• **Directive A**:
Answer these questions from the text on strong customer authentication:
(i) Which two passwords have kept the top two spots for the past five years?
(ii) What can a change in a customer's usual login area trigger?
(iii) In the smartphone face-login example, what does the system recognize as belonging to the user?
• **Directive B**:
Carry on the text on strong customer authentication from the point where it stops.

Strong Customer Authentication

Businesses sometimes have a tough row to hoe when it comes to securing customer data. In many cases, customers themselves can be the biggest obstacles to securing data, yet it is the business that often suffers the most when customer data is stolen or accessed without proper authorization. Every year, the company Splashdata publishes a collection of the top 100 passwords culled from the dark web. No matter how many times consumers are warned to create strong, secure passwords, the passwords "password" and "123456" have firmly retained the top one and two spots for the past five years.

With customers themselves so stubbornly resistant to securing their own accounts, it falls to businesses to protect the data their own customers won't. As a result, many businesses are instituting strong authentication policies that rely on far more than just a login ID and a password. Strong customer authentication is sometimes referred to as two-factor authentication but in truth most customer authentication protocols are actually multi-factor authentication procedures.

What Are Authentication Factors?

In addition to requiring the standard login ID and password, strong customer authentication requires customers to authenticate their credentials in a number of ways. Generally speaking, strong customer authentication requires verification from two or more of the following factors:

  • Something you have: This can include the device that customers generally use to log in from or it can also include something the customer controls like an email or cell phone account.
  • Something you know: This can include your login and password but it can also include answers to pre-arranged security questions or personal information such as the last 4 of your social security number or your banking PIN.
  • Something you are: Most modern devices contain some type of biometric scanning such as a fingerprint scanner or facial recognition software. The use of behavioral biometrics is also on the rise, but has not become mainstream just yet. The time may soon come when how you swipe your phone or the specific pressure you use to type in a code (as well as which hand you use) will also be used as authentication methods.
  • Somewhere you are: Geolocation services can determine at least the rough geographical area where a customer generally logs in from. If that changes, it can trigger secondary protocols.

How Does Strong Customer Authentication Work?

By now, most people have become familiar with the idea of simply holding a smartphone up to their face and having it automatically log them into their accounts. To them, this may seem like single-factor authentication, but in truth there are a number of unseen factors in play. The first authentication factor (the one they are aware of) is facial recognition software (something they are). That facial recognition scanning, however, unlocks a previously entered login ID and password (something they know). The system recognizes the IP address of the device they are logging in with as one belonging to them (something they have) and that the basic geographical region they are logging in from is one they generally log in from (somewhere they are).

• **Entries provided**:
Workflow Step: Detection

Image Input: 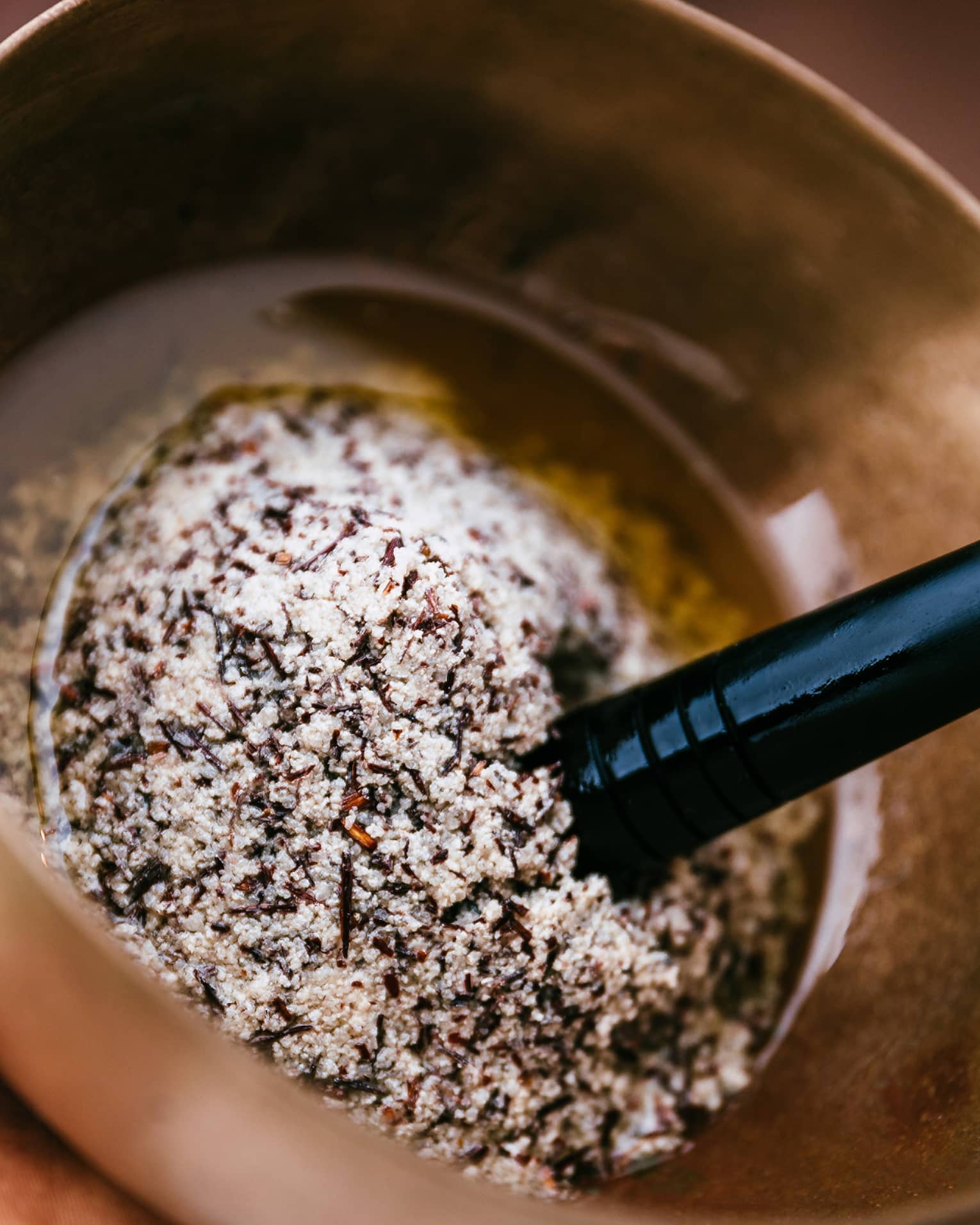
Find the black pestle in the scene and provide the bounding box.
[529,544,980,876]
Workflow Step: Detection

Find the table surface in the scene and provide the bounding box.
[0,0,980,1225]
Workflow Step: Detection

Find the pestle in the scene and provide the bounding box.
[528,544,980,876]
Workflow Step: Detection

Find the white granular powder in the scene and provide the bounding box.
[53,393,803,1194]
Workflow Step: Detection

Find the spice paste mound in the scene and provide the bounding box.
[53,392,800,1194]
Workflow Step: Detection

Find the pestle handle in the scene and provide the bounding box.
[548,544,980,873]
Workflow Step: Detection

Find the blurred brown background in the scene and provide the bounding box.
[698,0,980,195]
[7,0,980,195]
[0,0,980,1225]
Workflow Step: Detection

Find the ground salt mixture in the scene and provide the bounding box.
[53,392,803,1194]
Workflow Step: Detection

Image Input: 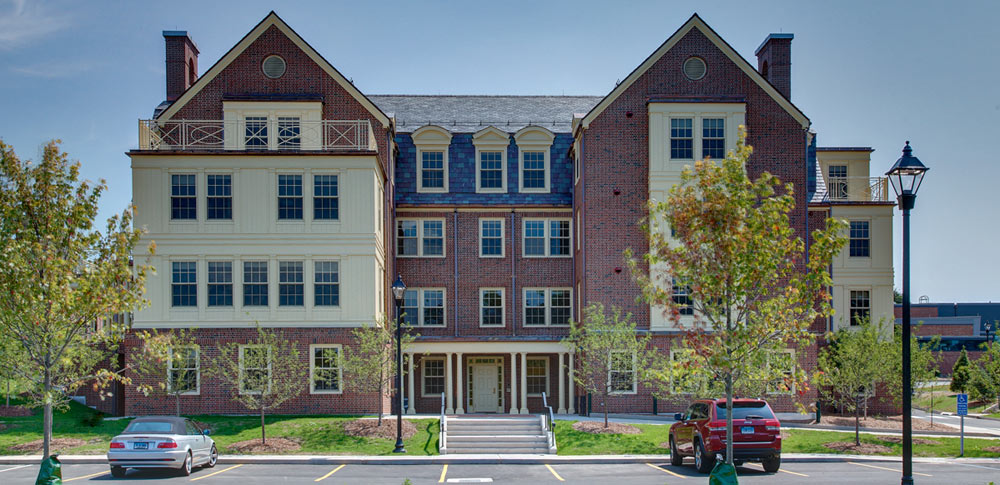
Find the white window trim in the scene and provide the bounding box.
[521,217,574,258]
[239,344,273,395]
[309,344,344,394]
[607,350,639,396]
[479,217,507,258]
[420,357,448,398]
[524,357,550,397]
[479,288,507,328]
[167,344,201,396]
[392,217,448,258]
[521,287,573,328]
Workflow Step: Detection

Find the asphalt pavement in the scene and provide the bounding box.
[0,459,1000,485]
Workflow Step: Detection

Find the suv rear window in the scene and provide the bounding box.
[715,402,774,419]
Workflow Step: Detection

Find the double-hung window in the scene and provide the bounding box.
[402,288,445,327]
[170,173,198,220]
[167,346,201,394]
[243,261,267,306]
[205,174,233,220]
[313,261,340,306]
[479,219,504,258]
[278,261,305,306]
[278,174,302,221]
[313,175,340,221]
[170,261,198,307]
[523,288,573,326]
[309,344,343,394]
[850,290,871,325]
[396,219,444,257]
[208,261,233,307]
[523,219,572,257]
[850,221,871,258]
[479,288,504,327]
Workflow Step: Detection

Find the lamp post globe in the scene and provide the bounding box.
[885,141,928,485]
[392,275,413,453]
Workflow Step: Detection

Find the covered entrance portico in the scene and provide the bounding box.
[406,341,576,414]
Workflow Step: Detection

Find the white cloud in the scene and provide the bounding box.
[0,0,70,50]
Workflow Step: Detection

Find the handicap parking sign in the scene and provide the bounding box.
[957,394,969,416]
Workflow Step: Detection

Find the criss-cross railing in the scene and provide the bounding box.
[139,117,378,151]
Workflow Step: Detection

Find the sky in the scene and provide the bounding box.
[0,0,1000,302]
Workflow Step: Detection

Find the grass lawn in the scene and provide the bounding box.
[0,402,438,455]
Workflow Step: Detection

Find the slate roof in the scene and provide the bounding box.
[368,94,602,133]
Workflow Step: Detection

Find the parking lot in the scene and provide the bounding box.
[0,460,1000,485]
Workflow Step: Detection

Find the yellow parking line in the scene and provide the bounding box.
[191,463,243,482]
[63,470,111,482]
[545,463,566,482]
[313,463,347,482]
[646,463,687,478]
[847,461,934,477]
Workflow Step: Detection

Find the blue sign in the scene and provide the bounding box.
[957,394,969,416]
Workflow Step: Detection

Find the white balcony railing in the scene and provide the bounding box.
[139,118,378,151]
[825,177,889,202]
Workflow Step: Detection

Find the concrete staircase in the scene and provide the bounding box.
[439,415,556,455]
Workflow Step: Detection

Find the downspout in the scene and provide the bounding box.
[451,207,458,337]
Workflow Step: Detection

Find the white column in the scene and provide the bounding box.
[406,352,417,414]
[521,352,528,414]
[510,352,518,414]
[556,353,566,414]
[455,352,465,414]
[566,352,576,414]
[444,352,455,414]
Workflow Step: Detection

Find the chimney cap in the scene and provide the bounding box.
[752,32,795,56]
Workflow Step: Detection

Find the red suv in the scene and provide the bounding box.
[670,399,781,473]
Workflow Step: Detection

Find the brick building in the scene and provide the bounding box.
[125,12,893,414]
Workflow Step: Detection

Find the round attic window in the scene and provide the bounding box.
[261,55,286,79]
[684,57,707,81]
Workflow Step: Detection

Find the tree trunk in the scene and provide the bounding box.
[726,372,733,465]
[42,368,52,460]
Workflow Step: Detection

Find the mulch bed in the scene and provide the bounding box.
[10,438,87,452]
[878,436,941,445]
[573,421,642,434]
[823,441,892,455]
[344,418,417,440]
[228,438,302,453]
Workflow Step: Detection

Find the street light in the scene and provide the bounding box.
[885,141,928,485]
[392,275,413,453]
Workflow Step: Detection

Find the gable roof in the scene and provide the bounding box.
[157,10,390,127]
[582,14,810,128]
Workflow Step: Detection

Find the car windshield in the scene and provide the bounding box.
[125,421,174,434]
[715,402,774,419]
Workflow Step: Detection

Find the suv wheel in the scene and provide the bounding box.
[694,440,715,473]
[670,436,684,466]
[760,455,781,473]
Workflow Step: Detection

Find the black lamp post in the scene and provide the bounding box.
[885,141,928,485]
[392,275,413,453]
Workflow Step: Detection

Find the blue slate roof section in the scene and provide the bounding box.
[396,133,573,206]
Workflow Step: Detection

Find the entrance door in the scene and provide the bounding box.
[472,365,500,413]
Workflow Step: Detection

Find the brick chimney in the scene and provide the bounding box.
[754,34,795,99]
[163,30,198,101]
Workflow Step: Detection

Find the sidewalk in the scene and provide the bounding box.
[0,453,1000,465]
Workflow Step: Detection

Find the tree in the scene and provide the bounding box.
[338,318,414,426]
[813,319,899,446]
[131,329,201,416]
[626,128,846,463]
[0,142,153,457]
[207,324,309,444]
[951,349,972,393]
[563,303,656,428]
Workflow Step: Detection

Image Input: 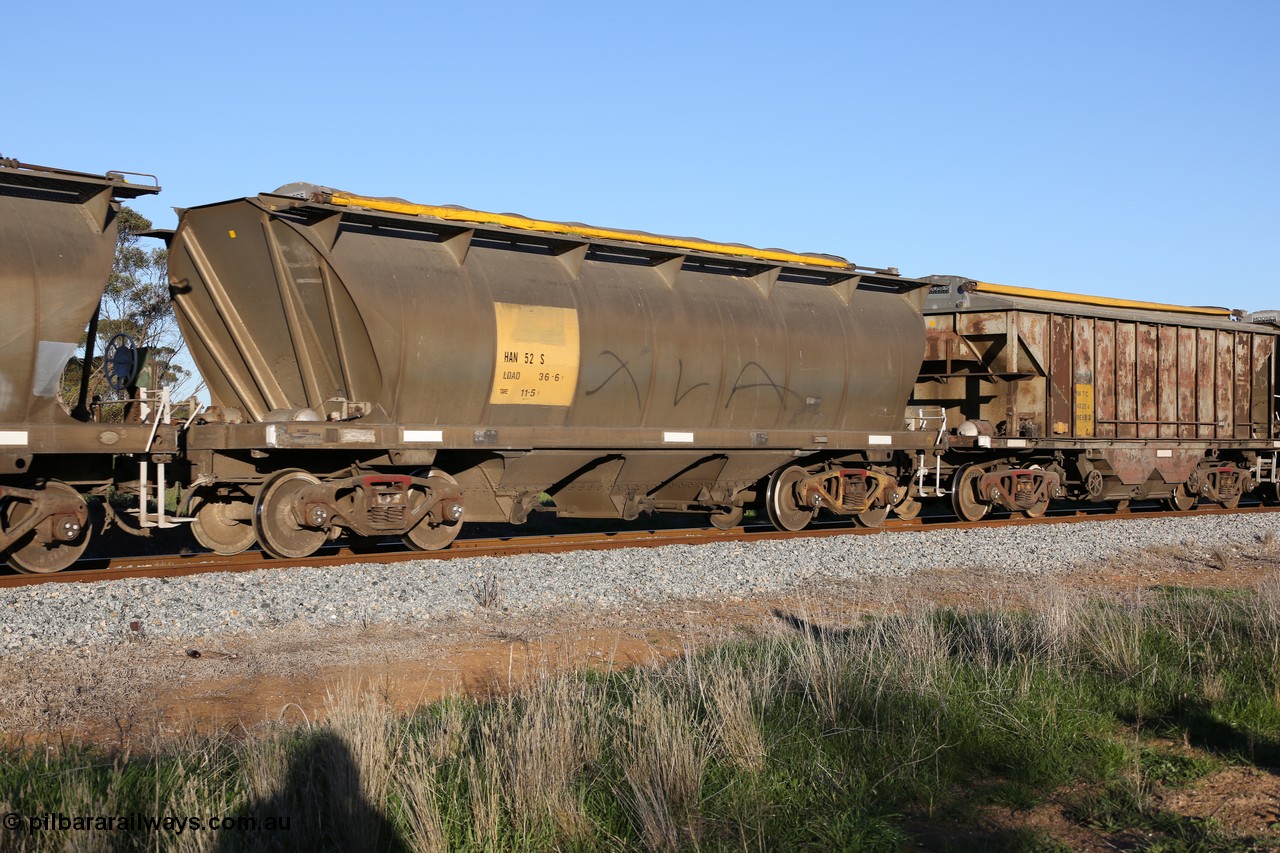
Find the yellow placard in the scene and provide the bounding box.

• **Final result A**:
(i) "password" and "123456"
(ii) Secondary protocols
(iii) The IP address of the device they are logging in with

• **Final result B**:
If any of these factors change, such as the geographical area the customer is logging in from or the device they are using, it can trigger secondary protocols. In that case, the customer may be asked to enter a code sent to the email address or phone number on file or they may be asked to answer security questions in order to gain access to their account.

Telephone Authentication

Multi-factor authentication has become so successful at securing customer's online accounts that it has led to an increase in phone fraud. The issue that most businesses have is that customer service agents are trained to meet the needs of the customers not protect their accounts. Therefore, their primary agenda is to help the customer in any way they can. This can sometimes include actually providing them with information they should be asking for or accepting partial information as complete. Another problem with telephone authentication is that it often relies on personal information that is all-too-easily accessible now, thanks to a number of high-profile data dumps on the dark web. Where social security numbers were once sacrosanct, the last four digits of almost anyone's social security number can be had for a few dollars at most and the same is true of personal information such as someone's address and phone number.

As a result, many businesses have started to institute secure protocols for customer service lines as well. Some of these protocols include sending a text to the customer's cell phone or requiring the agent to enter a PIN the customer sets up in advance before they themselves can access any of the customer's information. In this way, they can authenticate the identity of their customers via phone in many of the same ways they do online.

iovation is a leading provider of strong customer authentication solutions to help companies detect and prevent online fraud.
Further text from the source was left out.